#### EXERCISE AIM
Pick out each line of the data below that contains the word "where", and copy those lines.

#### DATA
━━━━━━
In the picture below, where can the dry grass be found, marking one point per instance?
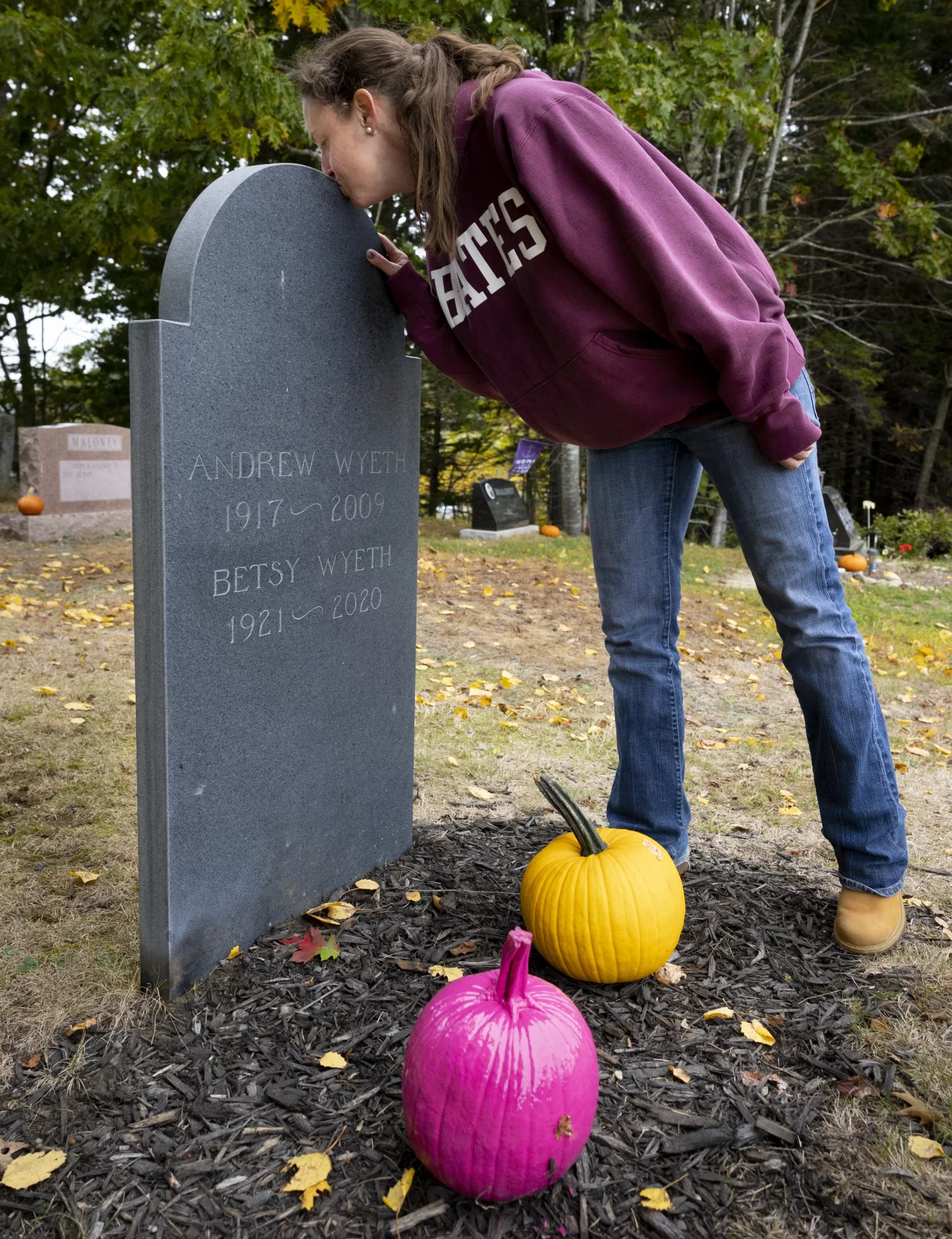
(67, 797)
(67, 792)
━━━━━━
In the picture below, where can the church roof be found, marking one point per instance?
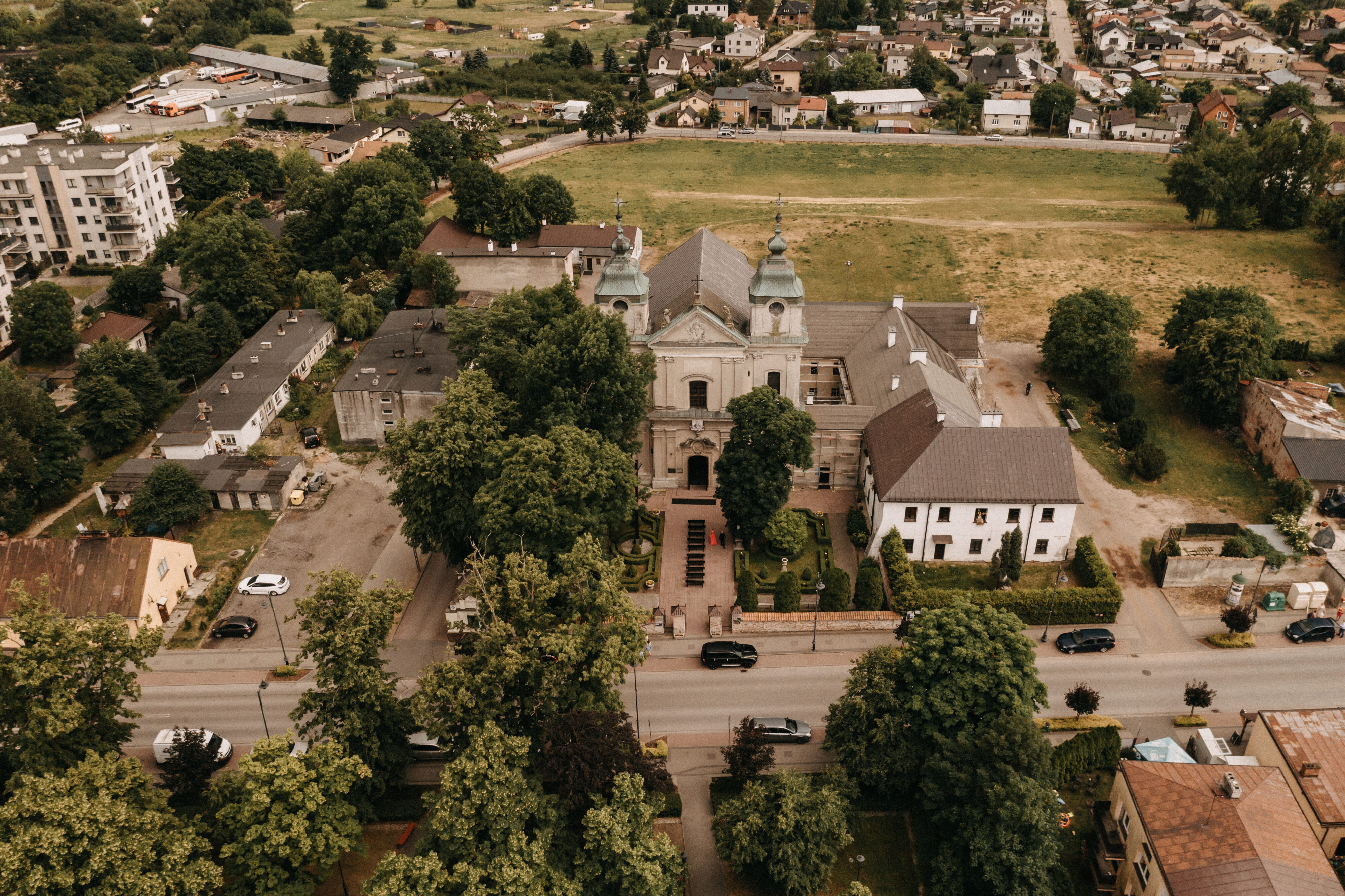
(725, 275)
━━━━━━
#### RESULT BELOW
In the picture below, where can the dry grass be found, marking one point per instance?
In the picture below, where can the church roof be found, marking one point per instance?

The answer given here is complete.